→ Task item
Output the entries that follow, word for word.

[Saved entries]
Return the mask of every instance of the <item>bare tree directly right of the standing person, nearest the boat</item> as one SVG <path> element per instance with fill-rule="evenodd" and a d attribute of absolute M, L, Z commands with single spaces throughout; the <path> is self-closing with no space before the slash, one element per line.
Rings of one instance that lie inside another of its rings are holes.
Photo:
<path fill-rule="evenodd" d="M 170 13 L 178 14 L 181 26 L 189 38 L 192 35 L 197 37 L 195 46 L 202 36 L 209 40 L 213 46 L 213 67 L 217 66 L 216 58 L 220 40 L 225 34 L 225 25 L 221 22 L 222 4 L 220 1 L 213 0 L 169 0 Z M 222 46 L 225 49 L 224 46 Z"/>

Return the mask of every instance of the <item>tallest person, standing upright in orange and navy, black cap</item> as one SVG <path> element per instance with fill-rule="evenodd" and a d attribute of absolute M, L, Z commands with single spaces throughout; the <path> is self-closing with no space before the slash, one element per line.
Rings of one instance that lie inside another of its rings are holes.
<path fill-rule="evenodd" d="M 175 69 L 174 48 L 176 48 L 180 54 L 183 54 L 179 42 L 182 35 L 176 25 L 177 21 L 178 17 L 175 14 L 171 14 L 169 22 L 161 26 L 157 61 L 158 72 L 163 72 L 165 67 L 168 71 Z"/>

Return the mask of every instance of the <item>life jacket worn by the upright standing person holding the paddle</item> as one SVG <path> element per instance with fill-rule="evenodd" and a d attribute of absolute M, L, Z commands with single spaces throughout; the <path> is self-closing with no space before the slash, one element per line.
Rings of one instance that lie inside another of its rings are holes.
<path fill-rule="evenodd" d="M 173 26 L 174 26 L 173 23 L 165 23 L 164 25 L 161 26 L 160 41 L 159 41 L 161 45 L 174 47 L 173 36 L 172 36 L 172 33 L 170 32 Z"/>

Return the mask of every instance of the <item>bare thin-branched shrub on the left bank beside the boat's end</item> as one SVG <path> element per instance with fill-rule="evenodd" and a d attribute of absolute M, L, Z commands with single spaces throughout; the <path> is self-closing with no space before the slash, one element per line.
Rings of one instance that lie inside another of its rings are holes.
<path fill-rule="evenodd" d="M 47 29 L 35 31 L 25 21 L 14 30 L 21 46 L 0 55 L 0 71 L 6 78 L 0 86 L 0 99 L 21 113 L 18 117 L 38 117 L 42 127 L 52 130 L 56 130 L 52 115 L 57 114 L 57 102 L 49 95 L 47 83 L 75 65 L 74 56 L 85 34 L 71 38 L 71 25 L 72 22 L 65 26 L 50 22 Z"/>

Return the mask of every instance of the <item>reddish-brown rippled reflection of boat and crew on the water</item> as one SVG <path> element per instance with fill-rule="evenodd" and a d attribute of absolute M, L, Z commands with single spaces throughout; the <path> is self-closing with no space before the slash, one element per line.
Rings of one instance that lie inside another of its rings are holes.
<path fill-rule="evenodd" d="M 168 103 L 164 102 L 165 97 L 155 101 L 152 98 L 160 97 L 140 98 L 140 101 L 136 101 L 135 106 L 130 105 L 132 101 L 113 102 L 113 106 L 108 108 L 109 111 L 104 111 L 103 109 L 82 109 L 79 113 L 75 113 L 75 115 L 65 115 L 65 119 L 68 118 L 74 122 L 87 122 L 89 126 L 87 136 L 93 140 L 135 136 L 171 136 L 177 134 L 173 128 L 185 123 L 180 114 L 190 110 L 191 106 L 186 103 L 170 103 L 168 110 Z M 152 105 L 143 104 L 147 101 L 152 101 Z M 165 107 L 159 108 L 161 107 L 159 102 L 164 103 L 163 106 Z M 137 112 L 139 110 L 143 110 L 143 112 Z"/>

→ Result
Return the mask of every instance of the <item>bare tree directly right of the standing person, nearest the boat</item> as one SVG <path> element per instance with fill-rule="evenodd" and a d attribute of absolute M, L, Z commands with single spaces throughout; the <path> is self-closing with no space before the slash, one element per line.
Rings of one instance that lie inside another of its rings are holes.
Photo:
<path fill-rule="evenodd" d="M 170 13 L 178 14 L 181 26 L 189 38 L 192 35 L 197 37 L 195 46 L 202 36 L 209 40 L 213 46 L 213 67 L 217 66 L 216 58 L 220 40 L 225 34 L 225 25 L 221 22 L 222 4 L 220 1 L 213 0 L 169 0 Z M 222 46 L 225 49 L 224 46 Z"/>

Return the mask of every instance of the <item>tallest person, standing upright in orange and navy, black cap</item> as one SVG <path> element per instance with fill-rule="evenodd" and a d attribute of absolute M, L, Z commands with single spaces throughout; the <path> is self-closing with no space before the slash, one element per line.
Rings of one instance that lie inside another of its rings are holes.
<path fill-rule="evenodd" d="M 175 69 L 174 48 L 176 48 L 180 54 L 183 54 L 179 42 L 182 35 L 176 25 L 177 21 L 178 17 L 175 14 L 171 14 L 169 22 L 161 26 L 157 61 L 158 72 L 163 72 L 165 67 L 168 71 Z"/>

Return the mask of every instance of the <item>life jacket worn by the upright standing person holding the paddle</item> as one SVG <path> element per instance with fill-rule="evenodd" and a d attribute of absolute M, L, Z commands with single spaces throughout; the <path> is self-closing with no space before the slash, one element per line.
Rings of one instance that lie inside another of its rings are holes.
<path fill-rule="evenodd" d="M 173 26 L 174 26 L 173 23 L 165 23 L 164 25 L 161 26 L 160 41 L 159 41 L 161 45 L 174 47 L 173 36 L 172 36 L 172 33 L 170 32 Z"/>

Return the mask of every instance of the <item>bare thin-branched shrub on the left bank beside the boat's end</item> as one SVG <path> element per instance with fill-rule="evenodd" and a d attribute of absolute M, L, Z commands with single spaces throughout; the <path> is self-closing with no space before the slash, one element per line.
Rings of one instance that lie inside another of its rings are holes.
<path fill-rule="evenodd" d="M 47 29 L 35 31 L 25 21 L 14 30 L 21 46 L 0 55 L 0 71 L 6 78 L 0 86 L 0 99 L 21 113 L 18 117 L 38 117 L 42 127 L 52 130 L 56 130 L 52 115 L 57 114 L 57 102 L 49 95 L 47 83 L 75 65 L 74 56 L 85 34 L 71 38 L 71 25 L 72 22 L 65 26 L 50 22 Z"/>

Return the mask of every instance of the <item>reddish-brown rippled reflection of boat and crew on the water</item> as one SVG <path> element per instance with fill-rule="evenodd" and a d attribute of absolute M, L, Z commands with single spaces throughout; the <path> is self-closing with no space before the slash, one element per line.
Rings of one instance that lie inside another of its rings are holes.
<path fill-rule="evenodd" d="M 168 103 L 164 102 L 165 97 L 155 101 L 152 98 L 160 97 L 140 98 L 140 101 L 136 101 L 135 106 L 130 105 L 132 101 L 113 102 L 113 106 L 108 108 L 109 111 L 104 111 L 103 109 L 82 109 L 79 113 L 75 113 L 75 115 L 65 115 L 65 119 L 68 118 L 74 122 L 87 122 L 89 126 L 87 136 L 93 140 L 135 136 L 171 136 L 177 134 L 173 128 L 185 123 L 180 114 L 190 110 L 191 106 L 186 103 L 170 103 L 168 110 Z M 152 105 L 143 104 L 147 101 L 152 101 Z M 165 107 L 159 108 L 161 107 L 159 102 L 164 103 L 163 106 Z M 137 112 L 139 110 L 143 110 L 143 112 Z"/>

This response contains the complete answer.